### Source passage
* * *

Ingvalson et al. (2013) and Magits et al. (2023) also measured nonaudiological outcomes relating to hearing-related quality of life, using the Speech, Spatial and Qualities of Hearing Scale (SSQ) and the Nijmegen Cochlear Implant Questionnaire (NCIQ), respectively. No changes were noted in the SSQ score post-intervention, whereas significant improvements in quality of life (NCIQ) were observed, and maintained, post-intervention.
With the exception of Magits et al. (2023), improvements in clinical, off-task outcomes in the reviewed studies are only reported in terms of statistically significant improvements. Bernstein et al. (2021) suggest that, unlike statistical significance, clinical significance reflects a more meaningful change by reflecting the magnitude of the performance difference, where a 10% change is deemed clinically significant. In other words, while studies may report statistically significant improvements post-training, whether these improvements represent true clinical or perceived benefit is not known. This is important when considering the real-world implications of auditory training.
Quality of Evidence
Based on the GRADE Working Group guidelines by Guyatt et al. (2008), adapted by Henshaw and Ferguson (2013), the majority of reviewed studies contained very low or low levels of evidence. This suggests that the estimation effect is uncertain or is likely to be changed with the addition of further evidence. This is largely due to the lack of a true control group, power calculation, and blinding. All studies performed well in the outcome measure selection domain but lacked ecological validity in selecting outcome measures to reflect daily real-world listening.
Learnings From the Literature Review
Overall, these studies suggest that personalized phoneme training does appear to hold benefits for some CI users for certain clinical outcomes, even when compared to groups who received alternative or no training. For the reviewed literature, personalization takes on the form of adaptive difficulty based on within-task performance while training, as opposed to individualization, where tasks are targeted based on the pretraining clinical performance of individual participants. While the reviewed interventions often only translate to improved measures on a phoneme or word level, or favorable listening conditions (less noise) for sentence perception, it is important to note that these significant improvements were observed from training that involved largely bottom-up (analytic) training. This suggests that even nonindividualized phoneme training (not based on pretraining clinical performance) has some benefit for certain groups of CI users.

* * *

### Extracted material
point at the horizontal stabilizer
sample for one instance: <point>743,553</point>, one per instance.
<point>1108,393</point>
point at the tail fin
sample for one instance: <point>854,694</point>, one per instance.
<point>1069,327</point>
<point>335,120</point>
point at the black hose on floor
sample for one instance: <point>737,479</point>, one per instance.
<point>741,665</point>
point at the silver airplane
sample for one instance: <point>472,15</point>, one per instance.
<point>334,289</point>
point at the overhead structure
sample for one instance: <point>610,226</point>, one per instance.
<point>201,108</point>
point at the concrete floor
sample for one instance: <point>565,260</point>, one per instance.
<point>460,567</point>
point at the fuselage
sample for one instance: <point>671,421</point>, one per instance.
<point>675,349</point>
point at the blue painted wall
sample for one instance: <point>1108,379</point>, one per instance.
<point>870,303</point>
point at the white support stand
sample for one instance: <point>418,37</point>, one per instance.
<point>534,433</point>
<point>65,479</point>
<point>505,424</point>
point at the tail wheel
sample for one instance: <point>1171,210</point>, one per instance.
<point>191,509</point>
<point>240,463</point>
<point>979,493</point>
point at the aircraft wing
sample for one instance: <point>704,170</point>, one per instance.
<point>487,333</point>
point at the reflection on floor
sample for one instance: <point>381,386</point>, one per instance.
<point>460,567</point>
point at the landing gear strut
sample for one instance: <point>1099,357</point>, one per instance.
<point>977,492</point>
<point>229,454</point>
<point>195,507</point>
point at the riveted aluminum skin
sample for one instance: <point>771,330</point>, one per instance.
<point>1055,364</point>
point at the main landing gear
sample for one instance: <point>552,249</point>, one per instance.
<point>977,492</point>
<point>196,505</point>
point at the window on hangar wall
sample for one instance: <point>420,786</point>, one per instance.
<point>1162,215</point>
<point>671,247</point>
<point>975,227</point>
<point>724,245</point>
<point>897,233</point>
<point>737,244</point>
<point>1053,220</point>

* * *

### Required work
Extend the review of phoneme training for cochlear implant users, picking up right after its last sentence.

### Solved exercise
By having adult CI users first undergo a specific test battery to diagnose their user-specific phoneme perception error patterns, individualized intervention to target these error patterns can be put in place. We hypothesize that, by first targeting individual, bottom-up perception errors (i.e., phonemes, the analytic building blocks of speech perception), a strong foundation can be created on which to build upon improved top-down speech perception. This targeted, individualized approach to phoneme training aims to improve speech perception outcomes of adult CI users. In doing so, long-term objectives of phoneme training can look at transferring improvements to speech understanding in quiet and noise in daily life. These real-world improvements may lead to an overall improved quality of life, although contributors to quality of life are multifactorial (Punch et al., 2019). Whether the impact of such an individualized phoneme-based training program will generalize to real-world performance remains to be explored. The outcome metrics utilized in our intervention study are described in Part III of this article.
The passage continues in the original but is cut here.